Aim 1: Return the passage of the Michael Sheen interview below between "If you turned" and "a hard-nosed politician.", inclusive, copied word for word.

Michael Sheen reprises his role as Tony Blair in "The Special Relationship," about then- President Bill Clinton's relationship with the then British prime minister. HBO's new film concludes the Blair trilogy, written by Peter Morgan, which began with the 2003 drama "The Deal," exploring Blair's early years in politics with his friend and rival, Gordon Brown, and continued with 2006's "The Queen," which scored an Oscar for Helen Mirren in the title role.
You've had a longstanding relationship with Peter Morgan. Did he write these films for you?
The first time I ever worked with him was on "The Deal." He didn't know who I was, and he couldn't understand why Stephen Frears, who directed "The Deal," wanted me to play Blair. Little did he know we'd eventually end up doing seven projects together and it would change our lives and careers. As with all great romantic comedies, it began with the two protagonists not really liking each other very much.
As we worked on "The Deal," me and Peter realized we worked really well together. And at the end of that piece we thought, "This works pretty well." Before "The Deal" no one had done anything like that.
Anything that was about real-life people tended to be historical or a bit further past. If it was about politicians, it was satirical. Or it wasn't very good. The idea of doing a high-quality film, asking an audience to accept actors playing contemporary political characters and watching them at home, no one had done that before, so we had no idea whether it would work. It became clear that this worked, and it opened up a whole new area for Peter as a writer and me as an actor. And so it was at that point that I think we felt we wanted to work together more and there was further to go with this character. And he was already thinking ahead to "The Queen" and the three films. After we did "The Deal," everything [they worked on together] was written for me after that — " Frost/Nixon," "The Damned United."
If you turned the Blair trilogy into a quartet, I suppose the next film would be how "The Special Relationship" with George Bush was his downfall.
But that's what this film is about. This was always going to be a film about Iraq. I think what wrong-foots people is they expect Iraq to be in it, but that's not the point. The point is looking for why certain things happen. The answers are never in the moment. The answers are in what went before, so it requires the audience to do a little bit of work. This film is about showing it's a consistent developing journey that that man goes on.
The real journey started with "The Deal," because he went from being a nice, naive guy who exacted an oral agreement from Gordon Brown that he gets to be head of the Labour Party to a hard-nosed politician.
He's never naive, not even from the beginning. Hopefully, what this last film helps me explore a bit more is that this persona of Blair is a tool. He uses charm getting people to like him, being persuasive. Throughout all three films, Blair always gets what he wants. So he never has to drop the mask. That's what I've found so fascinating about the man, that he can get so many people to think he's one thing when in fact he's not.
Did you ever meet Blair?

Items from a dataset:
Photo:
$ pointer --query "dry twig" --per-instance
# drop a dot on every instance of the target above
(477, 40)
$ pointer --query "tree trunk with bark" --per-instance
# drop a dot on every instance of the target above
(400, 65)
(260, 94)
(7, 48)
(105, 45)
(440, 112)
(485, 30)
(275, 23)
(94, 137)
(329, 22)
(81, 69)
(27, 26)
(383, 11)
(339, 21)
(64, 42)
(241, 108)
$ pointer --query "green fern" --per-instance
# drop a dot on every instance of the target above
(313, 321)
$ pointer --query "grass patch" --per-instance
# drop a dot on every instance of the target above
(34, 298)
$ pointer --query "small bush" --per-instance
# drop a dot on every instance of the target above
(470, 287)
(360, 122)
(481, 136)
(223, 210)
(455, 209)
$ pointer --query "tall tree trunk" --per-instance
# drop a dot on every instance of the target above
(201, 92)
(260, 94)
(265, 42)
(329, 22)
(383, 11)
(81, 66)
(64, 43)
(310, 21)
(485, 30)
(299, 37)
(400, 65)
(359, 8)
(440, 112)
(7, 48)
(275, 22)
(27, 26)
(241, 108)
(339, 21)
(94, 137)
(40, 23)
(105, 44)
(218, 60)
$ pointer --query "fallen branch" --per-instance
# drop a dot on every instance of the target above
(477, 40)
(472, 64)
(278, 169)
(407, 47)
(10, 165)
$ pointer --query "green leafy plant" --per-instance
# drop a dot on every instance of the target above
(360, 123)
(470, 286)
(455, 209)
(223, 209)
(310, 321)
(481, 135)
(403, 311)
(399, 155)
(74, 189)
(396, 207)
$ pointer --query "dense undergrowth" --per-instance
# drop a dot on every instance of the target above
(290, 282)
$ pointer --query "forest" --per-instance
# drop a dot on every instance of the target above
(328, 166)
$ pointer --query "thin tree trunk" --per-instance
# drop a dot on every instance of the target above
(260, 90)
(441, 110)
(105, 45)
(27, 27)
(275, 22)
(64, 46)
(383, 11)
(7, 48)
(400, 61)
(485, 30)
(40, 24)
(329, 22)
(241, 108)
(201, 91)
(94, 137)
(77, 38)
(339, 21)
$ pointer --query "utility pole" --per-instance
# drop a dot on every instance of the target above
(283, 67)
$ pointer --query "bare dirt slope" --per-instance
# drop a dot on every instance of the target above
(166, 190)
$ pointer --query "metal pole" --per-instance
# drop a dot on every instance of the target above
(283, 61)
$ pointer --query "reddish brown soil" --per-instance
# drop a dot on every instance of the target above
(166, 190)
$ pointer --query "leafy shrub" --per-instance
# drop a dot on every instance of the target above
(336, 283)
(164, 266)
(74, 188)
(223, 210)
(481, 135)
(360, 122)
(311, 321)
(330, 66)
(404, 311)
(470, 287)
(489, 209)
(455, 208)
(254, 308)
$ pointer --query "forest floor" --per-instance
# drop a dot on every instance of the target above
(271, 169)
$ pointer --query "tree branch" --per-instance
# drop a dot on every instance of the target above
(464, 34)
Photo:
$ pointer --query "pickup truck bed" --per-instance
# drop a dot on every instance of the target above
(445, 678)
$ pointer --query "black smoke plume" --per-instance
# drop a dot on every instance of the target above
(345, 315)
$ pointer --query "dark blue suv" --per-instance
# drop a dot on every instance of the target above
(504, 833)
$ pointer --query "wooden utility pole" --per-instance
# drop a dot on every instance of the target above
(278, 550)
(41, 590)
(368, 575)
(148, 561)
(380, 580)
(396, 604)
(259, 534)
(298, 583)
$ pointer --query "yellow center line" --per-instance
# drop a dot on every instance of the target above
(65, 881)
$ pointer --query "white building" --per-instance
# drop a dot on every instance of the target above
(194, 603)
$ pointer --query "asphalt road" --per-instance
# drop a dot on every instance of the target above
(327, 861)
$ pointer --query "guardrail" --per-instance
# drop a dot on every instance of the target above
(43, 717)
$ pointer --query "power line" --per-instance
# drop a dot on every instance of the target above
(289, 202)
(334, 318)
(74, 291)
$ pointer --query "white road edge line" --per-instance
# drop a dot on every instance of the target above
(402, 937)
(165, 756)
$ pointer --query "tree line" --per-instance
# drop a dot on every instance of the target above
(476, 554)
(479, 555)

Aim 2: Identify each line in the records above that contains the word "road".

Complete response 1:
If you turned the Blair trilogy into a quartet, I suppose the next film would be how "The Special Relationship" with George Bush was his downfall.
But that's what this film is about. This was always going to be a film about Iraq. I think what wrong-foots people is they expect Iraq to be in it, but that's not the point. The point is looking for why certain things happen. The answers are never in the moment. The answers are in what went before, so it requires the audience to do a little bit of work. This film is about showing it's a consistent developing journey that that man goes on.
The real journey started with "The Deal," because he went from being a nice, naive guy who exacted an oral agreement from Gordon Brown that he gets to be head of the Labour Party to a hard-nosed politician.

Complete response 2:
$ pointer --query "asphalt road" --per-instance
$ pointer --query "white road edge line" --per-instance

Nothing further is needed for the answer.